Category Archives: Board Games

Dragonflight: Sunday

Sunday Morning:  Motobushido

My second Motobushido game was on Sunday morning,  This time I only started out with three players and only had a four hour timeslot.  I cut the First Founding and spent more time on questions/links, and in going over the system.  Initially because of the small number of players I decided to make the Taicho optional, but I got a fourth player late, and added him in as the Taicho.

The plot for the game was that a new leader had arisen in the land and had sworn to wipe the scourge of the Motobushi from the face of the earth.  There had been several major battles between the leader’s forces and the Motobushi, and the Motobushi had lost (again – poor Motobushi).  The remnants of several packs, low on resources, had decided to meet at Three Peaks Cavern VIllage (AKA the small town of Shasta Caverns in Northern California) in an attempt to form some sort of coherent plan to defend themselves.  Among the packs was the PC’s hated rival pack, the War Pigs.

There were some great ties brought in by the players.  One character had killed the Leader’s son here, and had ties to the local daimyo.  One character had sworn to kill the local law keeper for the rape and murder of his sister.  One character’s grandmother lived in town, and was trying to convince him to settle down.  There was a magical shrine to the Kami of 3 Peaks Mountain.  The War Pigs showed up and were acting like belligerent and cocky Motobushi, and their leader even stabbed the law keeper (which caused the character who had a vendetta against him to apply a tourniquet, wait for the law keeper to wake up, then untie it so he could watch the life drain from the man’s eyes.  DRAMA!)  The Taicho eventually dueled the leader of the War Pigs, who was wounded and driven away, and the War Pigs were then given the choice to join the pack or die.  Grandma petitioned the Taicho to let the Gyoja of the pack, her grandson, settle down in Three Peaks Cavern Village and tend the shrine to the local Kami.  There were portents of impending disaster.  Forces of the local Daimyo showed up and were convinced to help defend the town.  Then a huge army of the Leader showed up, along with several packs of Motobushi who had sworn allegience.  The leader himself rode on a huge motorcycle with a throne mounted on the back, driven by (who else?) the former leader of the War Pigs!  The Kusawaki ended the game with a massive duel as she rode headlong into the mass of the leader’s army, eventually crashing her bike into his and killing him (I got an allowance though, so the head of the War Pigs managed to escape).  Though bloodied, the pack survived (except for the Kusawaki).

Given exercise 1
According to the Motobushido game report, where did the remnants of several packs decide to meet?
The listing has no connection to the Motobushido game report.

Records from a collection
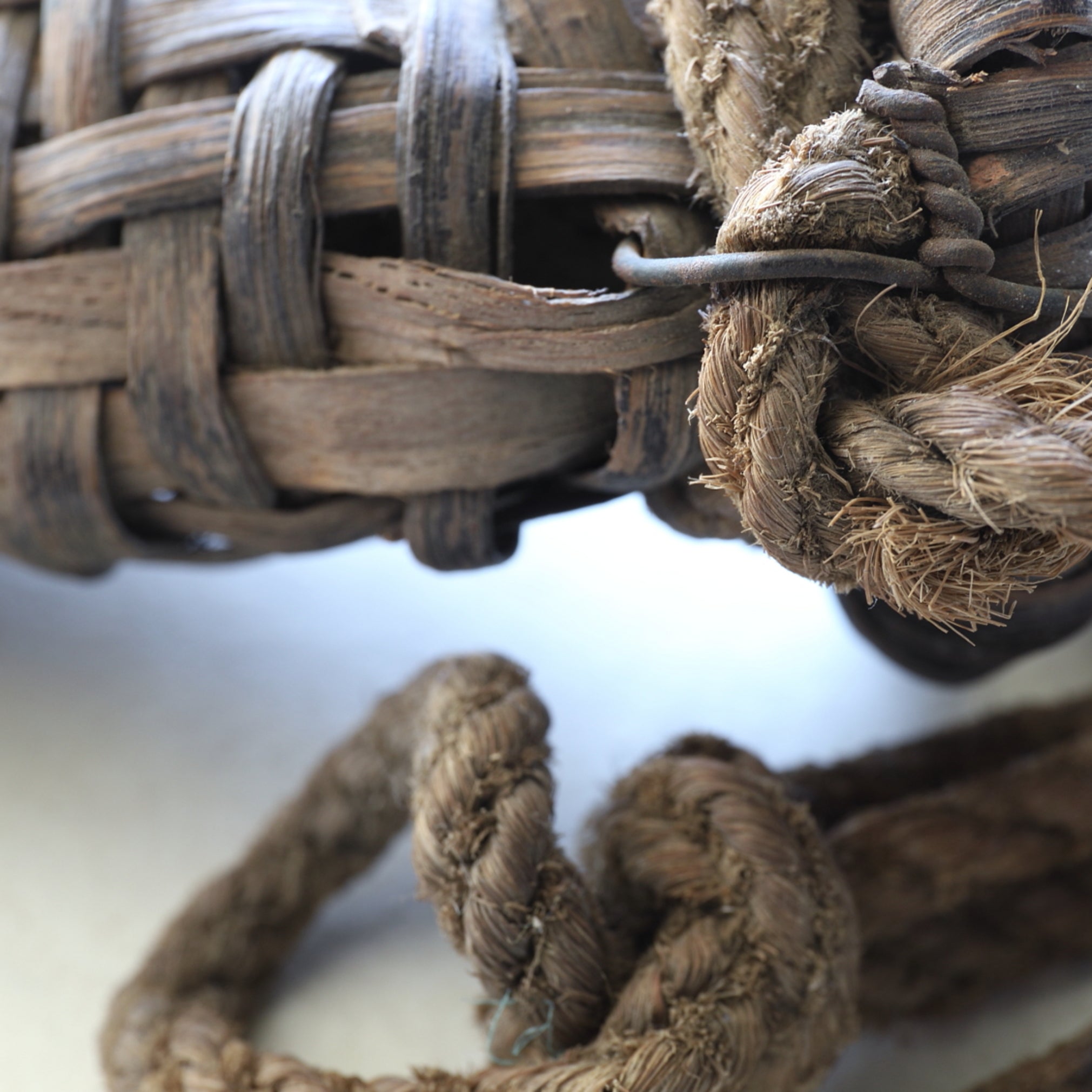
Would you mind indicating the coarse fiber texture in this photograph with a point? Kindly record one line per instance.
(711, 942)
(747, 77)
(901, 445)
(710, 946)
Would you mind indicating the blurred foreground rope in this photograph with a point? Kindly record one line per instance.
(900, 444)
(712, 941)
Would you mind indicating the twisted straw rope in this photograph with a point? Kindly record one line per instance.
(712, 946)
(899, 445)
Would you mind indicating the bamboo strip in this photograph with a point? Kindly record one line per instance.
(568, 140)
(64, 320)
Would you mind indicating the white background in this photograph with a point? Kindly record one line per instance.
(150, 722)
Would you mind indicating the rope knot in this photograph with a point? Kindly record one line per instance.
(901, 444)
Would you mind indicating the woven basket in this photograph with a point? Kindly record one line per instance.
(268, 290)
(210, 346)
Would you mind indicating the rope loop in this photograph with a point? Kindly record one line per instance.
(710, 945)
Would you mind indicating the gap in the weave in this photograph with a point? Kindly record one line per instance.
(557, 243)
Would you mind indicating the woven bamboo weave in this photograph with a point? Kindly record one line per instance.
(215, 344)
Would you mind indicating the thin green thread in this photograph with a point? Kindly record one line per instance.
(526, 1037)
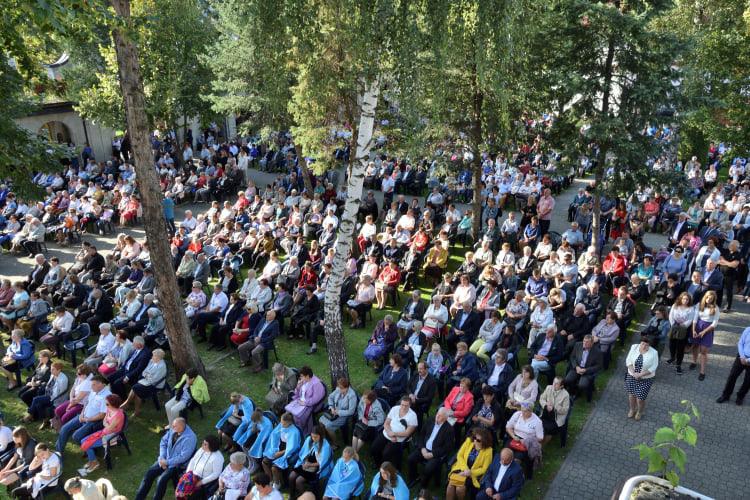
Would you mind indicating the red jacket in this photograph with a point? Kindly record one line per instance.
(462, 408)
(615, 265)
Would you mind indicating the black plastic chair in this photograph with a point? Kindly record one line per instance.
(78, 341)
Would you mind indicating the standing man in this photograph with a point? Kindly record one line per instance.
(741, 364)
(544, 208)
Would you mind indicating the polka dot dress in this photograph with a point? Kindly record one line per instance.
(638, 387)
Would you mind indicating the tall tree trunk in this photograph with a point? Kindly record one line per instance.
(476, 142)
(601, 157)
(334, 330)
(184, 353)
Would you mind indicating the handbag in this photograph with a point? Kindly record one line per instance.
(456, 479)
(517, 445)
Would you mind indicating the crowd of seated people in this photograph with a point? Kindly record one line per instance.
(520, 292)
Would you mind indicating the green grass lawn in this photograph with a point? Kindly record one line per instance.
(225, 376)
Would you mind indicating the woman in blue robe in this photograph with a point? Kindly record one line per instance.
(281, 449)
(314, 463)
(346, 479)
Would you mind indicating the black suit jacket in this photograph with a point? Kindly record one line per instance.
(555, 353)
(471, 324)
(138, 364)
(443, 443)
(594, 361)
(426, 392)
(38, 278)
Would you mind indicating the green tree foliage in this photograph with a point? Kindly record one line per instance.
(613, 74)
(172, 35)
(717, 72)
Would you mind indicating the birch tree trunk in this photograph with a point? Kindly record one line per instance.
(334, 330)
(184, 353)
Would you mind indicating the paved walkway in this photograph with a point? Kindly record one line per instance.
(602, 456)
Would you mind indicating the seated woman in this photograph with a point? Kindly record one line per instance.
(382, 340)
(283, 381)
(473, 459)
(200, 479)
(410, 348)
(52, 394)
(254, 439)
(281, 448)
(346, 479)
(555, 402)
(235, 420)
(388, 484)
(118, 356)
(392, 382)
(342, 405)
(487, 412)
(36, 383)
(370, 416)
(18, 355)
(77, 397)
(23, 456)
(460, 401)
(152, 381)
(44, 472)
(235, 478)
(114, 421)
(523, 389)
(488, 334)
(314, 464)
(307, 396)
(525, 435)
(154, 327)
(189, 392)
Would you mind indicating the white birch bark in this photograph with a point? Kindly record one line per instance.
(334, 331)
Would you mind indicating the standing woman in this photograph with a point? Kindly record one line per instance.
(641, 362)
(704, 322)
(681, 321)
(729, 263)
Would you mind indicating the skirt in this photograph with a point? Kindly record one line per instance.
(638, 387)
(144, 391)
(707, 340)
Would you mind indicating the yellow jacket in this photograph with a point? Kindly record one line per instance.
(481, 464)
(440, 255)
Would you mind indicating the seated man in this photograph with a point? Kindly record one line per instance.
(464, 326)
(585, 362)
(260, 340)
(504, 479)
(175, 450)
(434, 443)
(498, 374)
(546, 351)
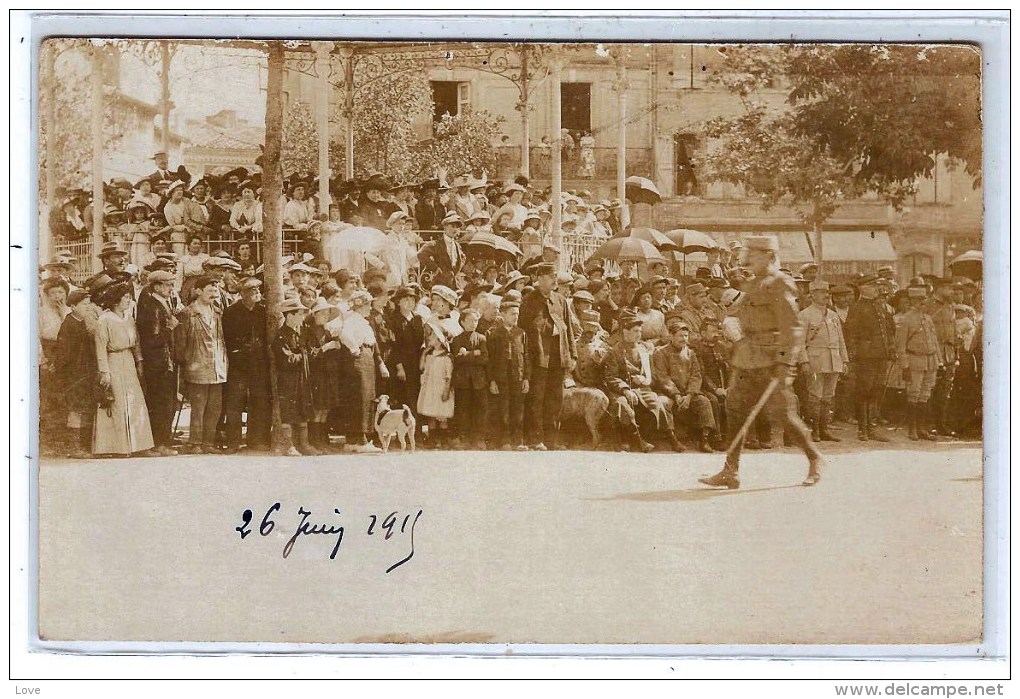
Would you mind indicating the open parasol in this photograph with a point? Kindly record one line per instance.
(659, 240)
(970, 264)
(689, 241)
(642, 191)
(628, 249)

Given exercise 2
Count the lines of the listing that contain the word "green" and give only the number.

Problem solution 1
At Three Peaks Cavern Village, also known as the small town of Shasta Caverns in Northern California.

Problem solution 2
3